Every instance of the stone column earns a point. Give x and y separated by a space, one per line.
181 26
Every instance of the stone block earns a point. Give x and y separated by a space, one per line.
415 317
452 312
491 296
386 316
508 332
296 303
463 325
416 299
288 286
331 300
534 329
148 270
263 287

Description of the task - Write the data back out verbatim.

Written reply -
Every instance of the stone column earns a point. Give x and y separated by a space, one per line.
181 26
Every instance of the stone block earns a point. Give x and y separated by a space, one per line.
415 317
452 312
491 296
386 316
508 332
296 303
463 325
416 299
288 286
331 300
534 329
148 270
263 287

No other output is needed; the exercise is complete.